→ INPUT
┌──

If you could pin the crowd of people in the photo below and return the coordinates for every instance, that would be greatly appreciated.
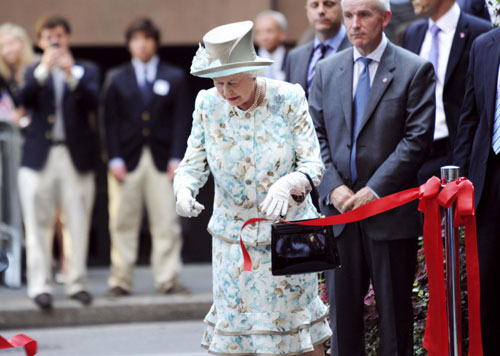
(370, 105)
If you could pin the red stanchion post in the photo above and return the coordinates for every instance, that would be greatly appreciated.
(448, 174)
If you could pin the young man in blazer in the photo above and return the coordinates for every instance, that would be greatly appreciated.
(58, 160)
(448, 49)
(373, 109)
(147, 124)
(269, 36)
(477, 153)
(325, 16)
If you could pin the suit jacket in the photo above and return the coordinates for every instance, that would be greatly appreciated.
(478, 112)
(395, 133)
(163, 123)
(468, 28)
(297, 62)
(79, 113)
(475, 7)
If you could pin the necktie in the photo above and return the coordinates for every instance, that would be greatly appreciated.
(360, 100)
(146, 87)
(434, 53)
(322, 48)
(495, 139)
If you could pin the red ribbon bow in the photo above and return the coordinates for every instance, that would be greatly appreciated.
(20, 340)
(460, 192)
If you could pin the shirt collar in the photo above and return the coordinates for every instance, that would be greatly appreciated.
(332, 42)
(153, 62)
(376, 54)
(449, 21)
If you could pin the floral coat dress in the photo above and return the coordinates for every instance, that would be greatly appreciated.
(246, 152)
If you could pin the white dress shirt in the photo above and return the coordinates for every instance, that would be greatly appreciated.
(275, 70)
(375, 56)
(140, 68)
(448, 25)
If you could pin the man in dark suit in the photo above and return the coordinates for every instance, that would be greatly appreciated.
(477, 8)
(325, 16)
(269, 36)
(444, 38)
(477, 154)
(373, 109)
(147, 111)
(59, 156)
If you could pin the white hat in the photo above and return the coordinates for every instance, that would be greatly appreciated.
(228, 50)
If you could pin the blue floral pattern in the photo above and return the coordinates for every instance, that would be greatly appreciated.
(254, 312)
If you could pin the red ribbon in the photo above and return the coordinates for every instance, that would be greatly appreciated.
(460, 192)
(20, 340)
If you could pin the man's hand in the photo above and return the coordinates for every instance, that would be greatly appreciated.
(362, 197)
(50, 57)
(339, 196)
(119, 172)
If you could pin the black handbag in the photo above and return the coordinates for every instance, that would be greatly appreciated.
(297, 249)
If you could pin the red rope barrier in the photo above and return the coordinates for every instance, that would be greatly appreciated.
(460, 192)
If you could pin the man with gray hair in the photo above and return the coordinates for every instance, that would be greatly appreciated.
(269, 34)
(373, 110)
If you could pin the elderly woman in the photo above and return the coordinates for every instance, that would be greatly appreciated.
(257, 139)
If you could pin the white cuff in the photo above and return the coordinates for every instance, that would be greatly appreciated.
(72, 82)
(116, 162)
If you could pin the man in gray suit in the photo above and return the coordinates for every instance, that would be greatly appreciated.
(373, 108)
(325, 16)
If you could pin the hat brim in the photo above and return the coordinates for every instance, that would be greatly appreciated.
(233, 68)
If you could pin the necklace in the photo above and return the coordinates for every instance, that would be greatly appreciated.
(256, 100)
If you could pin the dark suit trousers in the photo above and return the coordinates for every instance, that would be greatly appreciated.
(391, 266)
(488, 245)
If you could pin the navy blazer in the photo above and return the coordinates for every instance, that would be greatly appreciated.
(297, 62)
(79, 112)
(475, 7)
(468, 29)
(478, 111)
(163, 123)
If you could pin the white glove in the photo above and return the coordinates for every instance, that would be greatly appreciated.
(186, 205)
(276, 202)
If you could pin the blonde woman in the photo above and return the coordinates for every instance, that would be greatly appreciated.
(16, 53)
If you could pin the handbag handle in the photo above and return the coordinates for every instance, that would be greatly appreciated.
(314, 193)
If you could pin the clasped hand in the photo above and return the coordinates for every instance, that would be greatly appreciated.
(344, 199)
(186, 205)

└──
┌──

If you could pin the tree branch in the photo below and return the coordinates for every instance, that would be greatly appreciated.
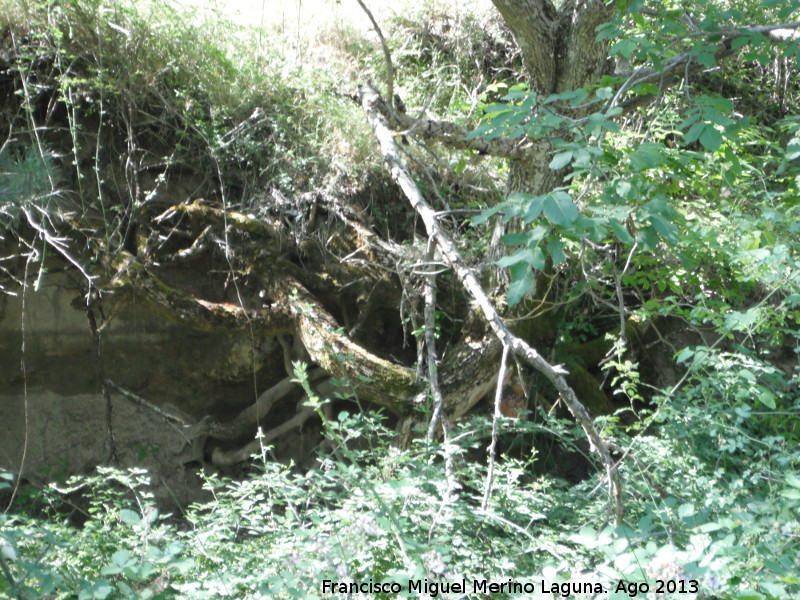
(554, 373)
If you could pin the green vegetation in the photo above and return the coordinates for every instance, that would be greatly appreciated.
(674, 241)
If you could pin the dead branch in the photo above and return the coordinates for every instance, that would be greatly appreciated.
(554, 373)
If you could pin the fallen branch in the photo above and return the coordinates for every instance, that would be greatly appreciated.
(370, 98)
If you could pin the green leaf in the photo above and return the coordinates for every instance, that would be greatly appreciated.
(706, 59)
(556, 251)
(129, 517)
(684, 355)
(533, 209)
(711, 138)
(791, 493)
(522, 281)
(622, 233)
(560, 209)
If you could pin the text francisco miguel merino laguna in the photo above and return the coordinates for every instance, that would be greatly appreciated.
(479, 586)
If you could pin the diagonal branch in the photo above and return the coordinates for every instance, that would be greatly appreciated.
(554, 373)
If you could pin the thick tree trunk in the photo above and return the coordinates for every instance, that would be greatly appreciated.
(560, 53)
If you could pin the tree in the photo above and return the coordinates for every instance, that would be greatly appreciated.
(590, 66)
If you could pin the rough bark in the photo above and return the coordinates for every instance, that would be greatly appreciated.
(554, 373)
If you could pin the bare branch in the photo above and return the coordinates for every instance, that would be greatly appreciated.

└──

→ AIM OF THE TASK
Only the lines from the one containing "If you could pin the thick" through the one containing "If you could pin the bare" are to be retyped, both boundary lines included, with no other material.

→ EXERCISE RESPONSE
If you could pin the thick tree trunk in the photo above and return the coordinates for every instance, that would be greatly appreciated.
(560, 53)
If you could pin the tree in the photo above and return the coordinates for every instance, that would be greatly appreciated.
(590, 66)
If you could pin the rough bark in the photo above and return the coordinates for every instance, that would be greatly appreciated.
(554, 373)
If you could pin the bare branch in the photo above and return the coordinates for every instance, that would be greatly appreciated.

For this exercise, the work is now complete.